:: Working data

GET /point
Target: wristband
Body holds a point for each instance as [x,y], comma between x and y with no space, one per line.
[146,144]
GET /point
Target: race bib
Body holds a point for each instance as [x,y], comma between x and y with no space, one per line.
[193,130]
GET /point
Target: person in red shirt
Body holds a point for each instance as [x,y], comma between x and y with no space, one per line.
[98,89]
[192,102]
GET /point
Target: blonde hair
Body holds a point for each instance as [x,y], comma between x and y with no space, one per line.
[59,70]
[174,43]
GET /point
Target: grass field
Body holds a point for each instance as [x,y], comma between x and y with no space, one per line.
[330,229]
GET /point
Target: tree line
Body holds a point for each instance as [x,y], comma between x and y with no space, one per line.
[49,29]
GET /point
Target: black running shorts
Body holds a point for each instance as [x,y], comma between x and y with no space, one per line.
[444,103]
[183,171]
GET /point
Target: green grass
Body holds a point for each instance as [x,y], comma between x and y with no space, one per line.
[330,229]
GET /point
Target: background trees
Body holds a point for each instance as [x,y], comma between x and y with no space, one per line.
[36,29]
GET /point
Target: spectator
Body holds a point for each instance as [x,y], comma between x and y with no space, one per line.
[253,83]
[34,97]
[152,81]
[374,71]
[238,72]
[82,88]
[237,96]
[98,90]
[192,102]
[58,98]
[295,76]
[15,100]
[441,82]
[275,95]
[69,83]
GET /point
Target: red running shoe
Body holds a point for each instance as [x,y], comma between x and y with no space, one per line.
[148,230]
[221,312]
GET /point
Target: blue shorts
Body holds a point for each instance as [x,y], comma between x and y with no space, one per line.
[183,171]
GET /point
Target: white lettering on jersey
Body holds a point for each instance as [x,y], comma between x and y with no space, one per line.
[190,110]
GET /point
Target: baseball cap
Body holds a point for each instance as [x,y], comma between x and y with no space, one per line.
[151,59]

::::

## Task prompt
Write out every record, exactly as written.

## Task result
GET /point
Target: wristband
Body holds a point for each instance as [x,y], comma between x and y with no space, one per line.
[146,144]
GET /point
Target: race bib
Body holds a point for each instance as [x,y], comma between x and y with no space, one per line.
[193,130]
GET /point
Target: person in red shirt
Body holds a point for each instance as [x,y], comma between x and y with no space, one per line.
[98,89]
[192,102]
GET /point
Target: blonde hair
Body holds a point for each instance as [x,y], comma between x and y with no space, one per line.
[59,70]
[174,43]
GET /point
Target: grass field
Body holds a point for each instance as [x,y], comma between x and y with no space, one per line.
[330,229]
GET /point
Target: tree line
Body holds a point for each instance as [x,y], comma between x and y with no space, one per line.
[49,29]
GET /point
Target: black running shorts
Body holds a point for each instance as [x,y], comma between x and y with no space, one per line.
[444,103]
[183,171]
GET /point
Target: green grass
Body holds a point for each instance as [x,y], comma between x and y with no space, one per line.
[330,229]
GET /point
Target: background trees
Body holds a point for each instance as [x,y], comma between x and y with no space, one per line.
[36,29]
GET /point
Target: spectator
Body holds a point for each instance as [x,y], comma between x and y with no space, one per line.
[253,83]
[34,97]
[152,81]
[374,71]
[238,72]
[82,88]
[237,96]
[98,90]
[192,102]
[58,98]
[295,76]
[15,100]
[441,82]
[275,95]
[69,83]
GET /point
Target: red running shoe
Body holds a point for each instance as [x,y], comma between x and y with no space, one per line.
[148,230]
[221,312]
GET /point
Target: blue shorts
Body holds a point for each instance as [x,y], comma between x and y with no space, one per line.
[183,171]
GET /point
Target: white lettering on jersey
Body holds a point for each instance as [x,y], comma between x and y with no space, one per line.
[190,110]
GET /point
Target: baseball cap
Body holds a point for each instance as [x,y], comma between x and y with no space, one per line.
[151,59]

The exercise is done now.